Stored dataset items
-*-*-

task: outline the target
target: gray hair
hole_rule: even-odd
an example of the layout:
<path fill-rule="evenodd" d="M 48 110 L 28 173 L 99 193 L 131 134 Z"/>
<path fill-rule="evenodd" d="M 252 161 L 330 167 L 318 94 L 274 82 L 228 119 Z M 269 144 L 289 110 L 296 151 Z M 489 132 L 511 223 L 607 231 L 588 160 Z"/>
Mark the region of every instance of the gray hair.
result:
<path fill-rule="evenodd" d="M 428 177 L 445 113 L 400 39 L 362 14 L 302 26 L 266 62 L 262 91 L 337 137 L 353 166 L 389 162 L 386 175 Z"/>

-*-*-

● **What this task involves**: Write every entry out again. Keep each one exact.

● **Completed exercise**:
task: outline the target
target: gray hair
hole_rule: even-odd
an example of the layout:
<path fill-rule="evenodd" d="M 48 110 L 28 173 L 99 193 L 131 134 Z"/>
<path fill-rule="evenodd" d="M 252 161 L 330 167 L 318 94 L 274 82 L 228 119 Z M 269 144 L 289 110 L 296 151 Z M 489 132 L 511 223 L 607 231 L 588 160 Z"/>
Mark the region of every instance of the gray hair.
result:
<path fill-rule="evenodd" d="M 428 177 L 445 113 L 400 39 L 362 14 L 302 26 L 266 62 L 262 91 L 337 137 L 353 166 L 389 162 L 386 175 Z"/>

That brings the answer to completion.